== Data listing
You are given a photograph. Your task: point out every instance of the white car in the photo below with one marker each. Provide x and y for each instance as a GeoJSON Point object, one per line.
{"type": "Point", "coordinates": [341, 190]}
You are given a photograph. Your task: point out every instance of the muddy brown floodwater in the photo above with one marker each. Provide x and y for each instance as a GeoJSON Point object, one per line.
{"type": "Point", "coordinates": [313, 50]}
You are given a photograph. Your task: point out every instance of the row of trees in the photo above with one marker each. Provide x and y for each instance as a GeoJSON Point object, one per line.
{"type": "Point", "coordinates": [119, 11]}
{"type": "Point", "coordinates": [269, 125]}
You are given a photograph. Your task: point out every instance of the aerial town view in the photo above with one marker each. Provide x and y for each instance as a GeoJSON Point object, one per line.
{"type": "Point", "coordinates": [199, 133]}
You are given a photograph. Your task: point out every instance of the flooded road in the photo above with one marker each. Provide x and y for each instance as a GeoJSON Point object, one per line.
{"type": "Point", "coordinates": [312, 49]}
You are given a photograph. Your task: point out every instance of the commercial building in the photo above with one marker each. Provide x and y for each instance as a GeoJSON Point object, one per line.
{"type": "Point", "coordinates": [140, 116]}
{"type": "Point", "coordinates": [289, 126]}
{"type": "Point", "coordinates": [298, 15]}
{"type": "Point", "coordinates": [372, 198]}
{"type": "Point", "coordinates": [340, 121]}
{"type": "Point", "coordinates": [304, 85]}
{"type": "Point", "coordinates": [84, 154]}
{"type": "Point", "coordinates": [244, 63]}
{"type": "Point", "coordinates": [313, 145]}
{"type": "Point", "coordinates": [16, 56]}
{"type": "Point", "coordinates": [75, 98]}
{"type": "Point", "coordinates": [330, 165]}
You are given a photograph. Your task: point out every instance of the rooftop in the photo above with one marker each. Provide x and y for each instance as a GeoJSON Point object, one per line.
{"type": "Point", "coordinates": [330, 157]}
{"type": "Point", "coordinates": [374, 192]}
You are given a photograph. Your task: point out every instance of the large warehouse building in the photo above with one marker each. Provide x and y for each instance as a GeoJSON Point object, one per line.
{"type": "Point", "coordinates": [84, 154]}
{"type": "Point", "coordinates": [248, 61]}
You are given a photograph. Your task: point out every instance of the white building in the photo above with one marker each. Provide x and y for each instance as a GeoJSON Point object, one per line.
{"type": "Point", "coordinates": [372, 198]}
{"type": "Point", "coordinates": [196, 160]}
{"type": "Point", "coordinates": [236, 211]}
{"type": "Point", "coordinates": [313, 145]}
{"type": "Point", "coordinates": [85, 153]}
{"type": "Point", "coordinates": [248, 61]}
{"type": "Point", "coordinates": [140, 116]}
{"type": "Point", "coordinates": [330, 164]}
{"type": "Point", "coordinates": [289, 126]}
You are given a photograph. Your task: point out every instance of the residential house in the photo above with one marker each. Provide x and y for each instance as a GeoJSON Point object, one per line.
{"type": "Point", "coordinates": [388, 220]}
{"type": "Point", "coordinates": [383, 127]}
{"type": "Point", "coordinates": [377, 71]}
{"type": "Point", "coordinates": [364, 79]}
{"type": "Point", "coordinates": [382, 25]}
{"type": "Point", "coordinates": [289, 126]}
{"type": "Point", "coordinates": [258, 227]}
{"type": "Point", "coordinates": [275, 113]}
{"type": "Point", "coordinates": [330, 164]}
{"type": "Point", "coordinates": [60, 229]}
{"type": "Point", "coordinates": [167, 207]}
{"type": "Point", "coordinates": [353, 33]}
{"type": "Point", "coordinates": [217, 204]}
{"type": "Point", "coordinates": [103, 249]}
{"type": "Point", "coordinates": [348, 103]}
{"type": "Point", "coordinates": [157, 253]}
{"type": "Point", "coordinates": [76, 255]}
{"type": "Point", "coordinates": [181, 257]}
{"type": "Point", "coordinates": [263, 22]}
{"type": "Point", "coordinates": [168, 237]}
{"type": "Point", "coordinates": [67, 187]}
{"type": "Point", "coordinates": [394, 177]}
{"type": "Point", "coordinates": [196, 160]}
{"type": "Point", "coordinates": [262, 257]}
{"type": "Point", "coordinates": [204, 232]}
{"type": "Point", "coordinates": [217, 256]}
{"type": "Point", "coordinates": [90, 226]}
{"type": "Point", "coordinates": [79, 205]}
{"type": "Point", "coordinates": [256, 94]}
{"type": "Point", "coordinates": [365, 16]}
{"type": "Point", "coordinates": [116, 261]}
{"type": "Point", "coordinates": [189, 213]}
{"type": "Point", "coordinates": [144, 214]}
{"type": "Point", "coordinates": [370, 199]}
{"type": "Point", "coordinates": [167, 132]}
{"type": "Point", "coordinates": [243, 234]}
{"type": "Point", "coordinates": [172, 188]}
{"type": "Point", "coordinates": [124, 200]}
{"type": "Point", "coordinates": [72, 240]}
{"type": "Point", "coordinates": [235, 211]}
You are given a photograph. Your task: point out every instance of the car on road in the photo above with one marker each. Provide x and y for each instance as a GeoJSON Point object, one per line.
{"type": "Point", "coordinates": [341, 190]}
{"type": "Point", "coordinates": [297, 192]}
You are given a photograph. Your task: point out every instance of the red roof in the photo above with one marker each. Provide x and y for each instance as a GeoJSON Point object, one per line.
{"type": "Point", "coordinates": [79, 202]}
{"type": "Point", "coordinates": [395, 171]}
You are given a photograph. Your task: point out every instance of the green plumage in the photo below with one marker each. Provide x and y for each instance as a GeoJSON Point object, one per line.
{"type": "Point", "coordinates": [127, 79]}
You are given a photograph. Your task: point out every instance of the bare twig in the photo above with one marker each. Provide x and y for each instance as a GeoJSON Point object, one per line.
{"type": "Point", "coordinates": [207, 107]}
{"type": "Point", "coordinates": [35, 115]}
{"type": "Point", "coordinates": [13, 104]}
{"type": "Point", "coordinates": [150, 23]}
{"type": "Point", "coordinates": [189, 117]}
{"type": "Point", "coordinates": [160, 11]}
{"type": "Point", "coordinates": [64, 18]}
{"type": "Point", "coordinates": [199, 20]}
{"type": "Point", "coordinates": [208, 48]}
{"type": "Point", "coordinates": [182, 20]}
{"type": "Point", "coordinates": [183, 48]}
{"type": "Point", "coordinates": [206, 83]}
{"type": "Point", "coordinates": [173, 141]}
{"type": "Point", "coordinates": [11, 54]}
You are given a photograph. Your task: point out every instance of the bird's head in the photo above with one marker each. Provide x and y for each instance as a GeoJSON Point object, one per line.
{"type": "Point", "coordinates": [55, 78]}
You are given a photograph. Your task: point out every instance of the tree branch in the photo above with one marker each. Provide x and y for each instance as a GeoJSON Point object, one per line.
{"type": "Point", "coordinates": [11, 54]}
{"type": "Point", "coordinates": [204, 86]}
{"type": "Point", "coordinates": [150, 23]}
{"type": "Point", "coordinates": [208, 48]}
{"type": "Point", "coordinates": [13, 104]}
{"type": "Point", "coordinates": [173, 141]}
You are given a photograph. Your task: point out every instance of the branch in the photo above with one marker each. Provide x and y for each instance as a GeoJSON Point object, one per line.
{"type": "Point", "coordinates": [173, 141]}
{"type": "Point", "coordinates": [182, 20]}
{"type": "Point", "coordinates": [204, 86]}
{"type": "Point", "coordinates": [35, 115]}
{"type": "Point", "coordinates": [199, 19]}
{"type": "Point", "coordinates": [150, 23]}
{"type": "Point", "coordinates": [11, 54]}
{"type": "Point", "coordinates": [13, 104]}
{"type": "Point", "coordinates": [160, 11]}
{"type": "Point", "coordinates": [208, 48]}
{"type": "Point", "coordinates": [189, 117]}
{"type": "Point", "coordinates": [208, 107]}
====
### Task prompt
Write the entries out again verbatim, every one of them.

### Problem solution
You are given a photograph. Your task: point out every instance of the white car in the photo below with one marker each. Provide x and y for each instance as a GeoJSON Point object, one per line.
{"type": "Point", "coordinates": [341, 190]}
You are given a photograph. Your task: point out every instance of the muddy brown floodwater in the photo above with one marker each. Provide x and y for each instance as a GeoJSON Point object, one per line.
{"type": "Point", "coordinates": [313, 50]}
You are given a photograph. Your task: point out every instance of the row of trees in the photo above with one marker each. Provide x and y for each instance as a GeoJSON Point object, one per line.
{"type": "Point", "coordinates": [119, 11]}
{"type": "Point", "coordinates": [269, 125]}
You are given a photograph. Your task: point out every instance of the aerial town view in the photo above with one marker each. Provide x and y for each instance as a GeoJSON Point object, one per line.
{"type": "Point", "coordinates": [199, 133]}
You are given a photograph. Your task: point out every instance of the flooded road in the photo above with one marker each. Provide x and y for each instance as a GeoJSON Point object, one per line.
{"type": "Point", "coordinates": [312, 49]}
You are given a photograph. Your task: point out every instance of the commercial building in the photo above with one marker each. Provide x and y for each instance as a GeoJSON Point object, one per line.
{"type": "Point", "coordinates": [140, 116]}
{"type": "Point", "coordinates": [289, 126]}
{"type": "Point", "coordinates": [298, 15]}
{"type": "Point", "coordinates": [372, 198]}
{"type": "Point", "coordinates": [340, 121]}
{"type": "Point", "coordinates": [304, 85]}
{"type": "Point", "coordinates": [84, 154]}
{"type": "Point", "coordinates": [244, 63]}
{"type": "Point", "coordinates": [313, 145]}
{"type": "Point", "coordinates": [16, 56]}
{"type": "Point", "coordinates": [75, 98]}
{"type": "Point", "coordinates": [330, 165]}
You are given a photograph. Your task: point out every instance of the rooftop in the photo above with one marker each. Provide x and y for each instance as a GeoJSON Point object, one per line.
{"type": "Point", "coordinates": [330, 157]}
{"type": "Point", "coordinates": [374, 192]}
You are given a photograph. Your task: point out every instance of the large warehouse building in the photo above with one marker each. Provide x and y for each instance as a GeoJSON Point object, one per line.
{"type": "Point", "coordinates": [84, 154]}
{"type": "Point", "coordinates": [248, 61]}
You are given a photograph. Your task: point out every instance of the white building in the photo above with one marker each. Provide x and y for each instance as a GeoJSON Point object, one per line.
{"type": "Point", "coordinates": [372, 198]}
{"type": "Point", "coordinates": [196, 160]}
{"type": "Point", "coordinates": [236, 211]}
{"type": "Point", "coordinates": [313, 145]}
{"type": "Point", "coordinates": [85, 153]}
{"type": "Point", "coordinates": [248, 61]}
{"type": "Point", "coordinates": [140, 116]}
{"type": "Point", "coordinates": [330, 164]}
{"type": "Point", "coordinates": [289, 126]}
You are given a photograph. Your task: point out every instance of the residential house in the photo above with one marker each. Provide x and y for each instance as a GeoJSON Point object, one per line.
{"type": "Point", "coordinates": [388, 220]}
{"type": "Point", "coordinates": [383, 127]}
{"type": "Point", "coordinates": [377, 71]}
{"type": "Point", "coordinates": [364, 79]}
{"type": "Point", "coordinates": [382, 25]}
{"type": "Point", "coordinates": [289, 126]}
{"type": "Point", "coordinates": [258, 227]}
{"type": "Point", "coordinates": [275, 113]}
{"type": "Point", "coordinates": [330, 164]}
{"type": "Point", "coordinates": [60, 229]}
{"type": "Point", "coordinates": [167, 207]}
{"type": "Point", "coordinates": [353, 33]}
{"type": "Point", "coordinates": [217, 204]}
{"type": "Point", "coordinates": [103, 249]}
{"type": "Point", "coordinates": [348, 103]}
{"type": "Point", "coordinates": [157, 253]}
{"type": "Point", "coordinates": [76, 255]}
{"type": "Point", "coordinates": [181, 257]}
{"type": "Point", "coordinates": [263, 22]}
{"type": "Point", "coordinates": [168, 237]}
{"type": "Point", "coordinates": [67, 187]}
{"type": "Point", "coordinates": [394, 177]}
{"type": "Point", "coordinates": [196, 160]}
{"type": "Point", "coordinates": [262, 257]}
{"type": "Point", "coordinates": [204, 232]}
{"type": "Point", "coordinates": [217, 256]}
{"type": "Point", "coordinates": [90, 226]}
{"type": "Point", "coordinates": [79, 205]}
{"type": "Point", "coordinates": [256, 94]}
{"type": "Point", "coordinates": [365, 16]}
{"type": "Point", "coordinates": [116, 261]}
{"type": "Point", "coordinates": [189, 213]}
{"type": "Point", "coordinates": [144, 214]}
{"type": "Point", "coordinates": [370, 199]}
{"type": "Point", "coordinates": [167, 132]}
{"type": "Point", "coordinates": [243, 234]}
{"type": "Point", "coordinates": [172, 188]}
{"type": "Point", "coordinates": [124, 200]}
{"type": "Point", "coordinates": [72, 240]}
{"type": "Point", "coordinates": [235, 211]}
You are given a photograph. Your task: point out every instance of the car on road in the photo above with one marker each. Provide x and y for each instance as a GeoJSON Point object, one per line.
{"type": "Point", "coordinates": [341, 190]}
{"type": "Point", "coordinates": [297, 192]}
You are given a photograph. Your task: point out every instance of the red roof in the photo above with one marker each. Provide x and y for each instance as a GeoJSON Point object, one per line.
{"type": "Point", "coordinates": [79, 202]}
{"type": "Point", "coordinates": [395, 171]}
You are given a photograph. Your task: point out every instance of the green plumage in the photo below with one marker each. Provide x and y for each instance as a GeoJSON Point object, one per line.
{"type": "Point", "coordinates": [127, 79]}
You are given a photograph. Your task: point out every instance of the bare twig in the photo above with one marker each. Provide x and y for each instance as a GeoJSON Point object, one per line.
{"type": "Point", "coordinates": [207, 107]}
{"type": "Point", "coordinates": [35, 115]}
{"type": "Point", "coordinates": [13, 104]}
{"type": "Point", "coordinates": [150, 23]}
{"type": "Point", "coordinates": [189, 117]}
{"type": "Point", "coordinates": [160, 11]}
{"type": "Point", "coordinates": [64, 18]}
{"type": "Point", "coordinates": [199, 20]}
{"type": "Point", "coordinates": [208, 48]}
{"type": "Point", "coordinates": [182, 20]}
{"type": "Point", "coordinates": [183, 48]}
{"type": "Point", "coordinates": [206, 83]}
{"type": "Point", "coordinates": [173, 141]}
{"type": "Point", "coordinates": [11, 54]}
You are given a photograph. Your task: point out every instance of the bird's head in the photo above with one marker each. Provide x and y for each instance as a GeoJSON Point object, one per line.
{"type": "Point", "coordinates": [55, 78]}
You are given a photograph. Your task: point out every instance of the tree branch in the photo above with one marker each. Provide x and y for each instance as a GeoJSON Point object, one per line.
{"type": "Point", "coordinates": [11, 54]}
{"type": "Point", "coordinates": [204, 86]}
{"type": "Point", "coordinates": [150, 23]}
{"type": "Point", "coordinates": [208, 48]}
{"type": "Point", "coordinates": [13, 104]}
{"type": "Point", "coordinates": [173, 141]}
You are given a photograph. Your task: point out every instance of the branch in the photo above with one marker each. Provide x and y for each instance as a GeoJSON Point object, one per line.
{"type": "Point", "coordinates": [173, 141]}
{"type": "Point", "coordinates": [182, 20]}
{"type": "Point", "coordinates": [204, 86]}
{"type": "Point", "coordinates": [35, 115]}
{"type": "Point", "coordinates": [199, 19]}
{"type": "Point", "coordinates": [150, 23]}
{"type": "Point", "coordinates": [11, 54]}
{"type": "Point", "coordinates": [13, 104]}
{"type": "Point", "coordinates": [160, 11]}
{"type": "Point", "coordinates": [208, 48]}
{"type": "Point", "coordinates": [189, 117]}
{"type": "Point", "coordinates": [208, 107]}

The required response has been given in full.